▶ [Task 1]
Reproduce the stretch of the recipe page below from "Mix cake mix, eggs, oil, water" through "over hot cake.", without changing anything.

==*==

Spring Blossoms

Wednesday, January 9, 2008

HONEY BUN CAKE


1 box yellow cake mix
4 eggs
3/4 c. cooking oil
2/3 c. water
1 c. sour cream
1 c. brown sugar
3 tsp. cinnamon

Mix cake mix, eggs, oil, water and sour cream. In separate bowl mix
brown sugar and cinnamon. Pour half of batter in pan, sprinkle half of
sugar mixture over batter and swirl it in. Pour remaining batter in
pan and sprinkle rest of sugar mixture in and swirl it in. Bake in
9x13 cake pan at 325 degrees for 40 minutes.

GLAZE FOR HONEY BUN CAKE:

4 tbsp. milk
2 c. confectioners sugar
1 tsp. vanilla

Combine together and pour over hot cake.

CREAM CHEESE CASSEROLE

1 pound ground beef
2 (8 oz packages) cream cheese
1 (10-3/4 oz) can cream of mushroom soup
1 (15-1/4 oz) can corn, drained
8 oz elbow macaroni
salt and pepper to taste

Cook ground beef until browned; drain. Add cream cheese & cream of
mushroom soup. Stir until very creamy. Next add corn, salt, and
pepper. Simmer for 10 minutes.

==*==

▶ [Task 2]
From the listing below, pull out every line that includes the string "ridge".

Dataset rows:
==*==

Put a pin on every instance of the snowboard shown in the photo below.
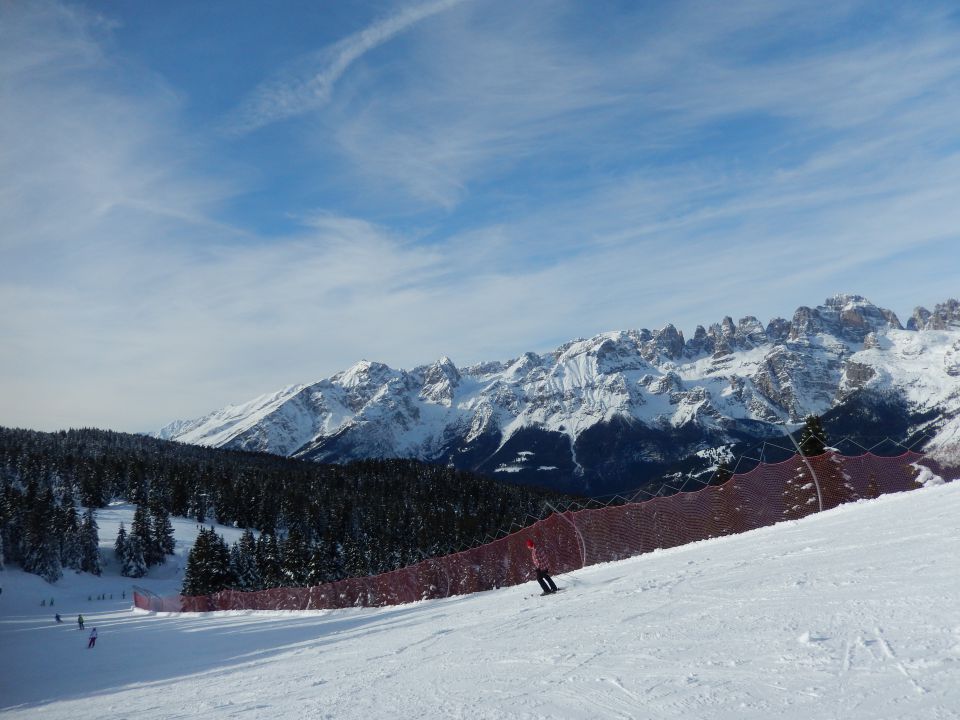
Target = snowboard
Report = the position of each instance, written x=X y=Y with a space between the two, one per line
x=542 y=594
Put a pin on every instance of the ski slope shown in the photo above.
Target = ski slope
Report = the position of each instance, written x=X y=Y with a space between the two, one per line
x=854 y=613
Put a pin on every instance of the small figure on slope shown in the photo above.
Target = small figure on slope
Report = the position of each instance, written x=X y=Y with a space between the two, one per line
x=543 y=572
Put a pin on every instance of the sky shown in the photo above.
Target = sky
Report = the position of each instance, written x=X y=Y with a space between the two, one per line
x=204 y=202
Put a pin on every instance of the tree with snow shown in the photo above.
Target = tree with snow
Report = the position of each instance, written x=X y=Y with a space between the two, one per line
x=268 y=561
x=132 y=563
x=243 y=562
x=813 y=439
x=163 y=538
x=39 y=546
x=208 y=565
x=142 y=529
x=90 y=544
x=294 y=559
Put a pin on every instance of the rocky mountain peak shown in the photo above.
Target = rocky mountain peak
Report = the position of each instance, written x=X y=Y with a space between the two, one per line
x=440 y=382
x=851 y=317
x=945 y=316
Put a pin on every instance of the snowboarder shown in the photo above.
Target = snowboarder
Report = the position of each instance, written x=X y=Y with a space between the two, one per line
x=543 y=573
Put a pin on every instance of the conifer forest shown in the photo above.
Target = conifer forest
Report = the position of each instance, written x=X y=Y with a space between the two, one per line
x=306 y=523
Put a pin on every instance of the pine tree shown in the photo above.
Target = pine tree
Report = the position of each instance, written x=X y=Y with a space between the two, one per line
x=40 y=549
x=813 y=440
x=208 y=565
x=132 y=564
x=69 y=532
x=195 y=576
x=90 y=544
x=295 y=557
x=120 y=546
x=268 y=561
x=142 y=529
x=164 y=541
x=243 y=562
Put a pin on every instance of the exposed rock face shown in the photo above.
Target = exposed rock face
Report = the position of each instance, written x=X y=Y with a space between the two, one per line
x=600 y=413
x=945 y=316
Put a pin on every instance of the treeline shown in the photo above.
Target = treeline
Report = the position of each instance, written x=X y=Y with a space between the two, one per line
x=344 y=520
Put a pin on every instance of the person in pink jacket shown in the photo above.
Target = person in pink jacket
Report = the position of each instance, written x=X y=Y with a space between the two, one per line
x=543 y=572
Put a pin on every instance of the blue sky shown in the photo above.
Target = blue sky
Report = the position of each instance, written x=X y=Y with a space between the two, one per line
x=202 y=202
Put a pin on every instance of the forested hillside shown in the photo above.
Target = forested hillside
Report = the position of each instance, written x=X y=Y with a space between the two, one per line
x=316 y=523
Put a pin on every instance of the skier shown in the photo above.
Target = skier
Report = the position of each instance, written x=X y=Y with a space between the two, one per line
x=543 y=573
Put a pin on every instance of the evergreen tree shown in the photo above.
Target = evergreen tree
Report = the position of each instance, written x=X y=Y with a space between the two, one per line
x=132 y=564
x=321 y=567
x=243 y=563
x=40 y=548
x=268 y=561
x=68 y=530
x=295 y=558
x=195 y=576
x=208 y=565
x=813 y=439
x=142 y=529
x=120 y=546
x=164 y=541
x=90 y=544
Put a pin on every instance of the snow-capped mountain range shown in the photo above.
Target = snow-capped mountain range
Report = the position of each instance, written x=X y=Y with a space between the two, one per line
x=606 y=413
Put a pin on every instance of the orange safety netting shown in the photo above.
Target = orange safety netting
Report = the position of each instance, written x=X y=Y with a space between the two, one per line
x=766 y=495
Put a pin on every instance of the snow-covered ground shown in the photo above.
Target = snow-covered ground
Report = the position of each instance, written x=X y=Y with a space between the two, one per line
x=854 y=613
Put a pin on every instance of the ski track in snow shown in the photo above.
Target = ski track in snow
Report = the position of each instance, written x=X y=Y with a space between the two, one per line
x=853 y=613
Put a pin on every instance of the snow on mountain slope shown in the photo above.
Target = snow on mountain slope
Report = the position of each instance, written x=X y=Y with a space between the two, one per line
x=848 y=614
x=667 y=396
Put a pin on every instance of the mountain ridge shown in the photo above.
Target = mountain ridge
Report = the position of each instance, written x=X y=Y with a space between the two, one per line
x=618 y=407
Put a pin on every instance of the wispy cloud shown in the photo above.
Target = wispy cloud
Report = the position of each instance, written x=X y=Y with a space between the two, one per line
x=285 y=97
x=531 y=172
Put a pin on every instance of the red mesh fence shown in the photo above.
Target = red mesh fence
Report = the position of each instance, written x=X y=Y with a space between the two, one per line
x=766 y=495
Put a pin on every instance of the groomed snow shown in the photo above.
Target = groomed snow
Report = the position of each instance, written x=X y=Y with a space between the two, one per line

==*==

▶ [Task output 1]
Mix cake mix, eggs, oil, water and sour cream. In separate bowl mix
brown sugar and cinnamon. Pour half of batter in pan, sprinkle half of
sugar mixture over batter and swirl it in. Pour remaining batter in
pan and sprinkle rest of sugar mixture in and swirl it in. Bake in
9x13 cake pan at 325 degrees for 40 minutes.

GLAZE FOR HONEY BUN CAKE:

4 tbsp. milk
2 c. confectioners sugar
1 tsp. vanilla

Combine together and pour over hot cake.

▶ [Task output 2]
Put a pin on every instance of the mountain ridge shown in the photo above.
Target = mountain ridge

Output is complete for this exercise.